= Entries shown =
---
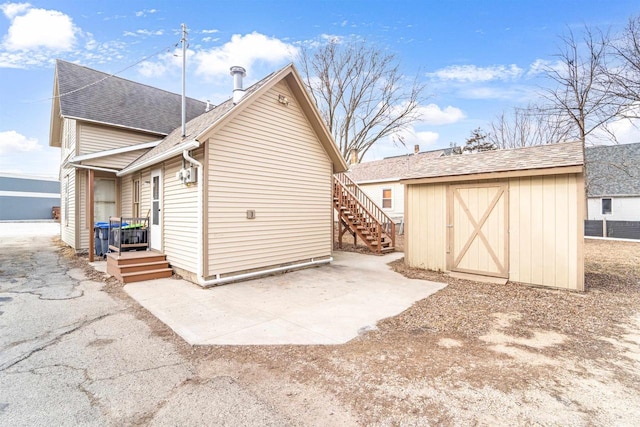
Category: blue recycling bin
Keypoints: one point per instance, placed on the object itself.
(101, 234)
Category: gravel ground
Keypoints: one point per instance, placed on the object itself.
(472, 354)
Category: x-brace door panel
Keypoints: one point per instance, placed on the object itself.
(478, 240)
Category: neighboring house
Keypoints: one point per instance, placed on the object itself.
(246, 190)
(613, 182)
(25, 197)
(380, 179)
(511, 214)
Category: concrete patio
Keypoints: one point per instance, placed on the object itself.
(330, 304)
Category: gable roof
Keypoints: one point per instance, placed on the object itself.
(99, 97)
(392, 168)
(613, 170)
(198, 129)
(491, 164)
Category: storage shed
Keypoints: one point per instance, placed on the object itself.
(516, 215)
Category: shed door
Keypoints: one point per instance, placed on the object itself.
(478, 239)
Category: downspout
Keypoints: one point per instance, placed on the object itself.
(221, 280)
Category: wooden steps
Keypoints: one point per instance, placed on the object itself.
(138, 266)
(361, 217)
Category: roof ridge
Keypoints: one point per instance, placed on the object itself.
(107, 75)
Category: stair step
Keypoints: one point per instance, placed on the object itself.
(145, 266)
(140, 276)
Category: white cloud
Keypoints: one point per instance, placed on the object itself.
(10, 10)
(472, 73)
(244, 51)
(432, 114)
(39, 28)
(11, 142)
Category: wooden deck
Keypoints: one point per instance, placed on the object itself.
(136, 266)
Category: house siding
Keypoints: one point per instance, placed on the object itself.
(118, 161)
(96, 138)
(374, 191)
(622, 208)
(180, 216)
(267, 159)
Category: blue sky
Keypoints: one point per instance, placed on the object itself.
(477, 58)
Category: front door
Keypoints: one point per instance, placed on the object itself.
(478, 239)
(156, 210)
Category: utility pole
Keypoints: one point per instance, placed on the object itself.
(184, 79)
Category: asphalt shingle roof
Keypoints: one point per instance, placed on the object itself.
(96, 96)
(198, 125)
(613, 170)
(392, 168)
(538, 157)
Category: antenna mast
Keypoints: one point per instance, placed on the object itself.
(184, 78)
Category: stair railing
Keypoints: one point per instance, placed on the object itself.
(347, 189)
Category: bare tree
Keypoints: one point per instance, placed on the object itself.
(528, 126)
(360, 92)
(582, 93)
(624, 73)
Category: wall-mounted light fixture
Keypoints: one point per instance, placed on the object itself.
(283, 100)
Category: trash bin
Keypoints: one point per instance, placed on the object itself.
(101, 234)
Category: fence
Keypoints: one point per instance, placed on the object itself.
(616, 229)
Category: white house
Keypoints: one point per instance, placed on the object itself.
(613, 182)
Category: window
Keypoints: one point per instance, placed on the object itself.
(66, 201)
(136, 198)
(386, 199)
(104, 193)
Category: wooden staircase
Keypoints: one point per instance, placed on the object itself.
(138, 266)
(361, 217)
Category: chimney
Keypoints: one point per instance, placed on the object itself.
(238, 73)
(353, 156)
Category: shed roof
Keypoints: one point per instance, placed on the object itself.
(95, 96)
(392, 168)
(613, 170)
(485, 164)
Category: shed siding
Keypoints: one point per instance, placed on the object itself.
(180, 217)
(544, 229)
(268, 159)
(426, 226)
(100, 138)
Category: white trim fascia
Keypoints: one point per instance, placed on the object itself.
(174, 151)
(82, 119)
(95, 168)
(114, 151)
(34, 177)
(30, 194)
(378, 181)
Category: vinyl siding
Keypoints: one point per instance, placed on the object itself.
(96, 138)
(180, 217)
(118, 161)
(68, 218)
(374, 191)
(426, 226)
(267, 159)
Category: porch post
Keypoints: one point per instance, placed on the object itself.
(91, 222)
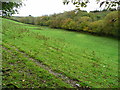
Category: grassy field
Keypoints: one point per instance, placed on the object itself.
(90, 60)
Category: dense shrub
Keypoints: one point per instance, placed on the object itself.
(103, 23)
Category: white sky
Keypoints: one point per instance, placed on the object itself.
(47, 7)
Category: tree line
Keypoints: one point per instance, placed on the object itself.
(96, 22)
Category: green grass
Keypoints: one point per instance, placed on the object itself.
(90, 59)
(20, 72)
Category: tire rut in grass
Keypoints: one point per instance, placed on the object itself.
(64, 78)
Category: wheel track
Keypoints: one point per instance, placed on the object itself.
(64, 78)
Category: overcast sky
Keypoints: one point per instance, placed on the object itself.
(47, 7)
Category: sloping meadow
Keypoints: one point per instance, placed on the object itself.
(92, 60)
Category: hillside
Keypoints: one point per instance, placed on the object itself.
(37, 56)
---
= The problem =
Convert all the lines above into a numbered list. Skip any blank lines and leave the pictures out of the list.

= Task output =
1. Category: blue recycling bin
2. Keypoints: one point per instance, placed on the object itself.
3. (101, 234)
4. Category: gravel ground
5. Keypoints: one point per instance, placed on the object itself.
6. (472, 354)
7. Category: x-brace door panel
8. Keypoints: one point per instance, placed on the object itself.
9. (478, 240)
10. Category: neighboring house
11. Keypoints: one point per instance, placed on the object itself.
12. (246, 190)
13. (613, 182)
14. (25, 197)
15. (380, 179)
16. (511, 214)
17. Category: concrete patio
18. Keypoints: one point per instance, placed on the object itself.
19. (330, 304)
20. Category: gable roof
21. Keypoints: one point per instance, placed on the object itself.
22. (99, 97)
23. (392, 168)
24. (613, 170)
25. (198, 129)
26. (491, 164)
27. Category: storage shed
28. Keypoints: one point per instance, placed on the object itself.
29. (516, 215)
30. Category: shed door
31. Keypoints: one point per instance, placed on the object itself.
32. (478, 239)
33. Category: downspout
34. Keypoints: one point per instance, placed on the object itself.
35. (221, 280)
36. Category: wooden steps
37. Keypoints: one point per instance, placed on the object itself.
38. (138, 266)
39. (361, 217)
40. Category: roof ridge
41. Keypoints: one point per instance, placed on the object itself.
42. (107, 75)
43. Category: stair step
44. Keypoints: one point per instance, placed on the object itself.
45. (145, 266)
46. (140, 276)
47. Category: white cloud
48. Keypoints: one point per instance, placed on the object itself.
49. (10, 10)
50. (472, 73)
51. (244, 51)
52. (432, 114)
53. (39, 28)
54. (11, 142)
55. Category: wooden deck
56. Keypoints: one point per instance, placed on the object itself.
57. (136, 266)
58. Category: house siding
59. Keypoints: one point per instance, placed on the object itself.
60. (118, 161)
61. (96, 138)
62. (374, 191)
63. (622, 208)
64. (180, 216)
65. (267, 159)
66. Category: blue sky
67. Keypoints: one point per instance, placed on the object itself.
68. (477, 58)
69. Category: front door
70. Keypoints: one point per instance, placed on the object itself.
71. (478, 239)
72. (156, 210)
73. Category: utility pole
74. Keypoints: one point per instance, placed on the object itself.
75. (184, 79)
76. Category: asphalt shingle roof
77. Keypoints: one point per instance, placed on the object itself.
78. (96, 96)
79. (198, 125)
80. (613, 170)
81. (392, 168)
82. (538, 157)
83. Category: antenna mast
84. Keypoints: one point per instance, placed on the object itself.
85. (184, 78)
86. Category: stair railing
87. Keypoints: one point per instance, placed on the object itself.
88. (347, 189)
89. Category: bare tree
90. Keypoints: one point per instance, placed on the object itself.
91. (528, 126)
92. (360, 92)
93. (582, 93)
94. (624, 73)
95. Category: wall-mounted light fixture
96. Keypoints: one point per instance, placed on the object itself.
97. (283, 100)
98. Category: trash bin
99. Keypoints: one point per instance, placed on the object itself.
100. (101, 234)
101. Category: fence
102. Keypoints: one point per instance, placed on the object itself.
103. (616, 229)
104. Category: white house
105. Keypoints: one point per instance, placed on the object itself.
106. (613, 182)
107. Category: window
108. Keypoints: one point per instance, placed on the object itself.
109. (66, 201)
110. (136, 198)
111. (386, 199)
112. (104, 193)
113. Category: wooden staircase
114. Keypoints: one point per instance, placed on the object itself.
115. (138, 266)
116. (361, 217)
117. Category: chimney
118. Keypoints: one point per instance, placed on the object itself.
119. (238, 73)
120. (353, 156)
121. Category: shed roof
122. Keypoints: one point per instance, placed on the object itself.
123. (95, 96)
124. (392, 168)
125. (613, 170)
126. (485, 164)
127. Category: shed siding
128. Keypoints: one point per instance, placed on the object itself.
129. (180, 217)
130. (544, 229)
131. (268, 159)
132. (426, 226)
133. (100, 138)
134. Category: white trim fascia
135. Keypoints: one point per instance, placed on the object itself.
136. (174, 151)
137. (82, 119)
138. (95, 168)
139. (114, 151)
140. (34, 177)
141. (30, 194)
142. (378, 181)
143. Category: vinyl siding
144. Keypoints: one point per instance, placed on the object itself.
145. (96, 138)
146. (180, 217)
147. (118, 161)
148. (68, 218)
149. (374, 191)
150. (426, 226)
151. (267, 159)
152. Category: porch post
153. Keypoints: one point per instance, placed on the object itself.
154. (91, 222)
155. Category: grassy field
156. Keypoints: one point per instance, placed on the object itself.
157. (90, 60)
158. Category: dense shrub
159. Keypoints: one point per instance, placed on the object itself.
160. (103, 23)
161. Category: white sky
162. Keypoints: one point per instance, placed on the object itself.
163. (47, 7)
164. Category: tree line
165. Keypoints: one point per instance, placed on the object itself.
166. (96, 22)
167. Category: green grass
168. Keypoints: one point per instance, placed on the object itself.
169. (90, 59)
170. (20, 72)
171. Category: tire rut in grass
172. Keypoints: one point per instance, placed on the object itself.
173. (64, 78)
174. Category: wheel track
175. Keypoints: one point per instance, placed on the object itself.
176. (64, 78)
177. Category: overcast sky
178. Keypoints: one point per instance, placed on the object itself.
179. (47, 7)
180. Category: sloping meadow
181. Keypoints: one point per instance, placed on the object itself.
182. (92, 60)
183. Category: hillside
184. Keypoints: one point per instance, placed on the object itself.
185. (37, 56)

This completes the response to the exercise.